1. Power: I just started a thread under general on using the POWOW concept for the moon. The way I see it is that 10 tons at L1 can deliver 200KWe 24/7 (or is that 600/12?) to the lunar base. So for the launch effort of a single lunar mission, you could probably deliver 1MWe. Solar collectors on "hangers" and buildings could deliver a few hundred KW at the right time of day.

2. First and foremost:
- Diggers. These will be needed to bury/half bury habitats and mine areas. NASA should start a competition now to design a digger that can work 24/7 under remote control on the lunar surface. Electric joints? Li-ion or fuel cells? Recharging processes? Packaging?
- General Purpose Robots. These would be remote controlled and able to undertake simple operations on the lunar surface. They should be as dextrous as an astronaut wearing gloves.

3. Then, brick/glass sintering, ice processing (assuming a polar base), and volatiles storage. Then iron extraction. Then finally aluminium.

PROBLEM TO SOLVE — Resume the lunar base planning post above from the point where it stops.

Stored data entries
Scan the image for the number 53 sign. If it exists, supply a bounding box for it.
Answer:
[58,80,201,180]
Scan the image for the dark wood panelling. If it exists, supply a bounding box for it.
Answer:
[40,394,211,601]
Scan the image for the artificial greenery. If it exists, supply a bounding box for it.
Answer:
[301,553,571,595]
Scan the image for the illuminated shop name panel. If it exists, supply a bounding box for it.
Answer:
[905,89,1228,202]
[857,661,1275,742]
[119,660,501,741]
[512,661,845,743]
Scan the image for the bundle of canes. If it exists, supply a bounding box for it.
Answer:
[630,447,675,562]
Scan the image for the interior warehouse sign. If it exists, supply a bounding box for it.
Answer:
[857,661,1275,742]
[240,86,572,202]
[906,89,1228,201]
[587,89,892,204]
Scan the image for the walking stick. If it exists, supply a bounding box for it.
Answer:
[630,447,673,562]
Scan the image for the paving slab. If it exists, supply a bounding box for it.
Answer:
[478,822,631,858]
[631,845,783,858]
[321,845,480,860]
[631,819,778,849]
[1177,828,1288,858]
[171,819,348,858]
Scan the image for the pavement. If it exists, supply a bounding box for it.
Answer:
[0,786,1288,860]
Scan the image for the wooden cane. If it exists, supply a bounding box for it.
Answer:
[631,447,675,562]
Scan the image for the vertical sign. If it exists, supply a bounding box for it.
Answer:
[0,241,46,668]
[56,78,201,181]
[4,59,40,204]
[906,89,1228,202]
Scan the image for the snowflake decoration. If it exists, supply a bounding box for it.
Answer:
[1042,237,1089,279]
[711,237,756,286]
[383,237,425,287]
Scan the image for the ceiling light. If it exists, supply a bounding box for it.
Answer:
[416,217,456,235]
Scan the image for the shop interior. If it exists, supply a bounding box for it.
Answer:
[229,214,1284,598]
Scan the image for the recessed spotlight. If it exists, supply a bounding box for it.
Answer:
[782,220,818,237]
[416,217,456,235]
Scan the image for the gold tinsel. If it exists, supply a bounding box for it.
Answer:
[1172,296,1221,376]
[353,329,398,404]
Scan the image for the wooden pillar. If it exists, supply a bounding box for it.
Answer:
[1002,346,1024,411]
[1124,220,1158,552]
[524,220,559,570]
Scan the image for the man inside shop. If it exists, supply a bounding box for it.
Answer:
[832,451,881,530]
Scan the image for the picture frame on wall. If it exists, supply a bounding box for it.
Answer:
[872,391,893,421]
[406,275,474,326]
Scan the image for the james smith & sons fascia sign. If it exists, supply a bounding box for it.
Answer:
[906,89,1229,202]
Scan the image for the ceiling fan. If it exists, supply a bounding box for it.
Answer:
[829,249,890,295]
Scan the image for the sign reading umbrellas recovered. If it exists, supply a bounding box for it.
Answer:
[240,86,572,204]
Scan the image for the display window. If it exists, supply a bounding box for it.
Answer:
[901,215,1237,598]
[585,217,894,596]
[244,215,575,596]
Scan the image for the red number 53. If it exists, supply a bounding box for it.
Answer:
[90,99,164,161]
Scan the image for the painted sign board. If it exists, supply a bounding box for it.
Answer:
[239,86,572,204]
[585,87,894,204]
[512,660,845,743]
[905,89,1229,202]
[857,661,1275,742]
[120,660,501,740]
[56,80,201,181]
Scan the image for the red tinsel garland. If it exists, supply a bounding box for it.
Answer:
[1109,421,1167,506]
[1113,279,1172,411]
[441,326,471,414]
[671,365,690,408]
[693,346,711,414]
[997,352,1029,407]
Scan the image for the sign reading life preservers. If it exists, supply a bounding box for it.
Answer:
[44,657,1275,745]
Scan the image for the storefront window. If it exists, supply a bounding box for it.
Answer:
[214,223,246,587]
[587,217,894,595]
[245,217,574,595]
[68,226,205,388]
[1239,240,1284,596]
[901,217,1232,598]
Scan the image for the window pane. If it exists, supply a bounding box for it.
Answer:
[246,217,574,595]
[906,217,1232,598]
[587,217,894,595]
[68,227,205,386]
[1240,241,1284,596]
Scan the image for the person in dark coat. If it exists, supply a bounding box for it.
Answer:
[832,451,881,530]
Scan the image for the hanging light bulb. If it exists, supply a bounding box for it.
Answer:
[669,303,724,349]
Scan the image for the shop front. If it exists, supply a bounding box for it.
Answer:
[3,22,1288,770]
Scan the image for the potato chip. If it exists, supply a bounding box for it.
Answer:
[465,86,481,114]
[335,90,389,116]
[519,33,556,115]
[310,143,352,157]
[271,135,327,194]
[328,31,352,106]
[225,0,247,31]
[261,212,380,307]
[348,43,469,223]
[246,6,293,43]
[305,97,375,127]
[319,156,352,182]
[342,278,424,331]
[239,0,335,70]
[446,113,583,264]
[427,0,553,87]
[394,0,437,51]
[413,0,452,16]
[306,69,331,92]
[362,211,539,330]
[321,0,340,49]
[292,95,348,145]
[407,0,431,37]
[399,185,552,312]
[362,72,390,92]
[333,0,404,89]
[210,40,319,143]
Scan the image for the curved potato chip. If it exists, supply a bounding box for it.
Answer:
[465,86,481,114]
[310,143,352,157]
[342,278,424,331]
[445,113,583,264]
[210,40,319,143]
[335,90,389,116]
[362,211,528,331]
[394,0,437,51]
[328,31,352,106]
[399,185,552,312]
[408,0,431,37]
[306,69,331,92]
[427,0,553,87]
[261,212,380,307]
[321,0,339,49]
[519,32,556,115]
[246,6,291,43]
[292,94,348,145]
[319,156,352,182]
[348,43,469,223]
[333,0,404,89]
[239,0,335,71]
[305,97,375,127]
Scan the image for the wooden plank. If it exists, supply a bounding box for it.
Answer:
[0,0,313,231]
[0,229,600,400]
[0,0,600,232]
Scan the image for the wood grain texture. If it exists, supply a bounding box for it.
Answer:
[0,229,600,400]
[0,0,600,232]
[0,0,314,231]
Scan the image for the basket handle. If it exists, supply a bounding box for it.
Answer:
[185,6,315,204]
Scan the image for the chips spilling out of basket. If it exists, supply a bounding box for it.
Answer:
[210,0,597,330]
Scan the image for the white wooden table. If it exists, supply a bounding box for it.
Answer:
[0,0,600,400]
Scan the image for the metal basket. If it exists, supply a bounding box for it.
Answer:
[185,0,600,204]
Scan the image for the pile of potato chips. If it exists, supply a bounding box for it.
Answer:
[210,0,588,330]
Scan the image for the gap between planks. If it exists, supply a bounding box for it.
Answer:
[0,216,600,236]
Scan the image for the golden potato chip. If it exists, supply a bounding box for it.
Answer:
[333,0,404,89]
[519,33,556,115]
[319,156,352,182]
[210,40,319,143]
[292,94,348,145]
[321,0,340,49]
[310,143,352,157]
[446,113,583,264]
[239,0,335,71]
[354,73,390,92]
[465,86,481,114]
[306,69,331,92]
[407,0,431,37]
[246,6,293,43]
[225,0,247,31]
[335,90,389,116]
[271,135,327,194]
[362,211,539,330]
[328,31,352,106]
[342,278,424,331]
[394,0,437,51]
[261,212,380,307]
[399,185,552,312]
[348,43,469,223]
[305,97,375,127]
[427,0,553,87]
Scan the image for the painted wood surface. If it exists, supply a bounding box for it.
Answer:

ANSWER TO THE PROBLEM —
4. First buildings need to be:
- Tents to house reusable landers and protect them from extreme heat and micro-meteorites.
- A buried hab module
- Workshops. I was thinking something that could be landed on one mission, with two inflatable airlocks that form pressurisable work areas. This would provide a shirt sleeve repair environment.

 

Given how tricky it is to send humans, all of the above should be shipped out before humans arrive.

How does it progress?

1. Establish base and start water mining

2. Start ore processing and using resusable landers fueled on the lunar surface.

3. Expand the base and build an electromagnetic catapult

4. Exponentially expand the base. Exported lunar material is used to expand the L1 solar base which expands the power available to the base which expands the base operations and range of exports.

5. Build secondary bases and colonisation.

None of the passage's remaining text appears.